Shape boundary entries
——————————
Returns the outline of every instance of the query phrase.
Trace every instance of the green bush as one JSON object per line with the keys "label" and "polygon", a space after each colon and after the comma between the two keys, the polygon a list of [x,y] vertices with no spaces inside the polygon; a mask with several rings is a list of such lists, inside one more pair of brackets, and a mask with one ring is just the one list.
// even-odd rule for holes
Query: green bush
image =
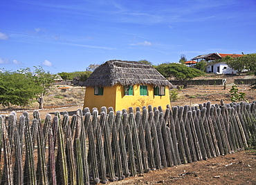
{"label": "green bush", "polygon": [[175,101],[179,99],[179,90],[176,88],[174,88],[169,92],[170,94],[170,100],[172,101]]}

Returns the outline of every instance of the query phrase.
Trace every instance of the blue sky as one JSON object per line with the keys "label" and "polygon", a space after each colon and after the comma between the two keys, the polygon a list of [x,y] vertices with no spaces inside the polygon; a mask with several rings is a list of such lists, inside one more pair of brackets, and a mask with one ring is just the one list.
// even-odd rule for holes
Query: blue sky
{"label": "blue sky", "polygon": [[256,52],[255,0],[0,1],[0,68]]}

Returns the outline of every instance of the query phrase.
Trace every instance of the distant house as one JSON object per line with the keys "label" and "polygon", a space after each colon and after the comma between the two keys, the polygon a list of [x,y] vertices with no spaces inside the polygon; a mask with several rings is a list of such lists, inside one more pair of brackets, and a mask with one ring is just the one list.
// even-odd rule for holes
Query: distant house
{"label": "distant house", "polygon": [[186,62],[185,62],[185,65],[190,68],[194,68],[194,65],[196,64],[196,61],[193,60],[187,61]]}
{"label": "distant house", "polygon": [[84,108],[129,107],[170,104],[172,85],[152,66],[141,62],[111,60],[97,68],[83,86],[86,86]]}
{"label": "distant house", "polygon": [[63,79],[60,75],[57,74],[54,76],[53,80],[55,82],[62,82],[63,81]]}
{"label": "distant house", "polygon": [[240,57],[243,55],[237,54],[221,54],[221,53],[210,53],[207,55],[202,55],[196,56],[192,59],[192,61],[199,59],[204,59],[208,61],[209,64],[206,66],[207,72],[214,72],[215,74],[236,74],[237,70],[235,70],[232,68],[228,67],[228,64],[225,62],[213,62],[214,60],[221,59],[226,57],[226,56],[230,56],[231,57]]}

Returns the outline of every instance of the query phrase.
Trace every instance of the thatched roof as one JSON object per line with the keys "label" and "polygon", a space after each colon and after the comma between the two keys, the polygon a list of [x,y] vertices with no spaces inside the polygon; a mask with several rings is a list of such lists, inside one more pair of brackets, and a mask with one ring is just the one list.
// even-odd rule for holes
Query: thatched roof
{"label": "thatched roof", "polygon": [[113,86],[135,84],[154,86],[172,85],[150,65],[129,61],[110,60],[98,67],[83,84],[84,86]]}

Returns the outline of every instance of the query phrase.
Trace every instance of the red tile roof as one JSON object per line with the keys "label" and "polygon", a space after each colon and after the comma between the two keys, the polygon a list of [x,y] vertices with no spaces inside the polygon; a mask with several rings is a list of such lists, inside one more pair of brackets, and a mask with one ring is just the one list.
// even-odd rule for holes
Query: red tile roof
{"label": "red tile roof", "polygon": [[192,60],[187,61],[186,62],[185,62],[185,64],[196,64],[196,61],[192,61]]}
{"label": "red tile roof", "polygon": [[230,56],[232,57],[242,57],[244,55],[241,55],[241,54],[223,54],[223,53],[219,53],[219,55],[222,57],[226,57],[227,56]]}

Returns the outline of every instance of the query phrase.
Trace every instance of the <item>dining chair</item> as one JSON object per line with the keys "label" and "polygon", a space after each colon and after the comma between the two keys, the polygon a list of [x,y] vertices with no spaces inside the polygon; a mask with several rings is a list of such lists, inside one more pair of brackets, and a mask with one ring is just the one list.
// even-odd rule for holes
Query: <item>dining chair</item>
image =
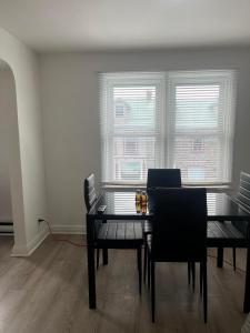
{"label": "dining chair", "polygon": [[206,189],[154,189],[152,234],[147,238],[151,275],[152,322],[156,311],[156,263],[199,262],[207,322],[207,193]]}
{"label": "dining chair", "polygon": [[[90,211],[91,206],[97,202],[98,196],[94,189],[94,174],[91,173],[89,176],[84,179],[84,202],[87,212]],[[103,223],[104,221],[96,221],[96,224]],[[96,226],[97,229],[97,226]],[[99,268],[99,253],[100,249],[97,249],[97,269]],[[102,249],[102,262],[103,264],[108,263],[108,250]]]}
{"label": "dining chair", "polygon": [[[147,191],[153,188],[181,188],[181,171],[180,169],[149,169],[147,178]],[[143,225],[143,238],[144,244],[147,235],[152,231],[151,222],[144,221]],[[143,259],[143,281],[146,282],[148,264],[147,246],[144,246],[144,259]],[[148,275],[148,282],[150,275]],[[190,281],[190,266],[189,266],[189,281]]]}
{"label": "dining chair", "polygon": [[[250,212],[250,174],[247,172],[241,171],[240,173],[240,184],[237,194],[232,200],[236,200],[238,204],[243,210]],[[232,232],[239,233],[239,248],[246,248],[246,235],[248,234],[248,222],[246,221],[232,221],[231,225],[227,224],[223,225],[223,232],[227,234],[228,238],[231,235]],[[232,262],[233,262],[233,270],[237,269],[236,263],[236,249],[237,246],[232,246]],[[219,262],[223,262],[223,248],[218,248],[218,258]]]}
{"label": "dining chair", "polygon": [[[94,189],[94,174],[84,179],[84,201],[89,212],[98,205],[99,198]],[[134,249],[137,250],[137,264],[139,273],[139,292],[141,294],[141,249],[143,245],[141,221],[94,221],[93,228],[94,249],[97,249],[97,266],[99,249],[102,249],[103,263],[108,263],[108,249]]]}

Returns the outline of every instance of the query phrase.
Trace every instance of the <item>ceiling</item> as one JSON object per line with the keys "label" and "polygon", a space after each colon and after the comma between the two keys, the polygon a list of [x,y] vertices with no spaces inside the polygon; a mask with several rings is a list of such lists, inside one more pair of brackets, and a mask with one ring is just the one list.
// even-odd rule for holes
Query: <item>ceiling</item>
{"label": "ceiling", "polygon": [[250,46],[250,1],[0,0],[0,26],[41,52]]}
——————————
▸ **TASK DESCRIPTION**: Repeat the data above exactly, but not the pictures.

▸ **WORKED SOLUTION**:
Returns the outline of every instance of the query phrase.
Trace every instance of the green bush as one JSON object per line with the keys "label" and "polygon", a space after each colon and after the comma between the two keys, the polygon a list of [x,y] vertices with no spaces inside the polygon; a mask with several rings is a list of such lists, inside one more pair of brackets, and a mask with one ring is just the one list.
// even-odd rule for holes
Query: green bush
image =
{"label": "green bush", "polygon": [[175,101],[179,99],[179,90],[176,88],[174,88],[169,92],[170,94],[170,100],[172,101]]}

Returns the outline of every instance of the query phrase.
Trace every instance of the blue sky as one JSON object per line with the keys "label" and "polygon", a space after each colon and after the comma between the two keys, the polygon a list of [x,y] vertices with no spaces inside the polygon; a mask with several rings is a list of such lists, inside one more pair of brackets, and a mask with one ring is just the one list.
// even-odd rule for holes
Query: blue sky
{"label": "blue sky", "polygon": [[256,52],[255,0],[0,1],[0,68]]}

Returns the outline of every instance of the query phrase.
Trace every instance of the distant house as one JSON object per line with the keys "label" and "polygon", a space after each colon and after the comma between the two keys, the polygon a list of [x,y] vertices with no spaces inside the polygon; a mask with several rings is a list of such lists, inside one more pair of brackets, and a mask with one ring is just the one list.
// even-odd rule for holes
Query: distant house
{"label": "distant house", "polygon": [[186,62],[185,62],[185,65],[190,68],[194,68],[194,65],[196,64],[196,61],[193,60],[187,61]]}
{"label": "distant house", "polygon": [[84,108],[129,107],[170,104],[172,85],[152,66],[141,62],[111,60],[97,68],[83,86],[86,86]]}
{"label": "distant house", "polygon": [[63,79],[60,75],[57,74],[54,76],[53,80],[55,82],[62,82],[63,81]]}
{"label": "distant house", "polygon": [[240,57],[243,55],[237,54],[221,54],[221,53],[210,53],[207,55],[202,55],[196,56],[192,59],[192,61],[199,59],[204,59],[208,61],[209,64],[206,66],[207,72],[214,72],[215,74],[236,74],[237,70],[235,70],[232,68],[228,67],[228,64],[225,62],[213,62],[214,60],[221,59],[226,57],[226,56],[230,56],[231,57]]}

Returns the outline of every instance of the query phrase.
Trace every instance of the thatched roof as one JSON object per line with the keys "label" and "polygon", a space after each colon and after the comma between the two keys, the polygon a list of [x,y] vertices with no spaces inside the polygon; a mask with several rings is a list of such lists, inside one more pair of brackets, and a mask with one ring is just the one list.
// even-odd rule for holes
Query: thatched roof
{"label": "thatched roof", "polygon": [[113,86],[135,84],[154,86],[172,85],[150,65],[129,61],[110,60],[98,67],[83,84],[84,86]]}

Returns the outline of every instance of the query phrase.
Trace every instance of the red tile roof as one JSON object per line with the keys "label" and "polygon", a space after each colon and after the comma between the two keys, the polygon a list of [x,y] vertices with no spaces inside the polygon; a mask with several rings is a list of such lists, inside one more pair of brackets, and a mask with one ring is just the one list.
// even-odd rule for holes
Query: red tile roof
{"label": "red tile roof", "polygon": [[192,60],[187,61],[186,62],[185,62],[185,64],[196,64],[196,61],[192,61]]}
{"label": "red tile roof", "polygon": [[230,56],[232,57],[242,57],[244,55],[241,55],[241,54],[223,54],[223,53],[219,53],[219,55],[222,57],[226,57],[227,56]]}

Returns the outline of every instance of the query phrase.
Trace every instance of the <item>dining chair</item> as one JSON object per line with the keys "label" and "polygon", a space after each colon and after the comma between the two keys, the polygon a list of [x,y] vertices with no spaces inside the polygon; a mask with several rings is a list of such lists, inside one more pair of brackets, and a mask with one ring is just the one list.
// even-odd rule for holes
Query: <item>dining chair</item>
image =
{"label": "dining chair", "polygon": [[206,189],[154,189],[152,234],[147,238],[151,275],[152,322],[156,311],[156,263],[199,262],[207,322],[207,193]]}
{"label": "dining chair", "polygon": [[[90,211],[91,206],[97,202],[98,196],[94,189],[94,174],[91,173],[89,176],[84,179],[84,202],[87,212]],[[103,223],[104,221],[96,221],[96,224]],[[96,226],[97,229],[97,226]],[[99,268],[99,253],[100,249],[97,249],[97,269]],[[102,249],[102,262],[103,264],[108,263],[108,250]]]}
{"label": "dining chair", "polygon": [[[147,191],[153,188],[181,188],[181,171],[180,169],[149,169],[147,178]],[[143,225],[143,238],[144,244],[147,235],[152,231],[151,222],[144,221]],[[143,259],[143,281],[146,282],[148,264],[147,246],[144,246],[144,259]],[[148,275],[148,282],[150,275]],[[190,281],[190,266],[189,266],[189,281]]]}
{"label": "dining chair", "polygon": [[[250,212],[250,174],[247,172],[241,171],[240,173],[240,184],[237,194],[232,200],[236,200],[238,204],[243,210]],[[232,232],[239,233],[239,248],[246,248],[246,235],[248,234],[248,222],[246,221],[232,221],[231,225],[227,224],[223,225],[223,232],[227,234],[228,238],[231,235]],[[232,262],[233,262],[233,270],[237,269],[236,263],[236,249],[237,246],[232,246]],[[219,262],[223,262],[223,248],[218,248],[218,258]]]}
{"label": "dining chair", "polygon": [[[94,189],[94,174],[84,179],[84,201],[89,212],[98,205],[99,198]],[[134,249],[137,250],[137,264],[139,273],[139,292],[141,294],[141,249],[143,245],[141,221],[94,221],[93,228],[94,249],[97,249],[97,266],[99,249],[102,249],[103,263],[108,263],[108,249]]]}

Returns the outline of every instance of the query phrase.
Trace every instance of the <item>ceiling</item> as one JSON object per line with the keys "label" and "polygon", a space after each colon and after the comma between the two keys, the polygon a list of [x,y] vertices with no spaces inside the polygon; a mask with several rings is a list of such lists, inside one more pair of brackets, and a mask with one ring is just the one list.
// even-odd rule for holes
Query: <item>ceiling</item>
{"label": "ceiling", "polygon": [[250,46],[250,1],[0,0],[0,26],[41,52]]}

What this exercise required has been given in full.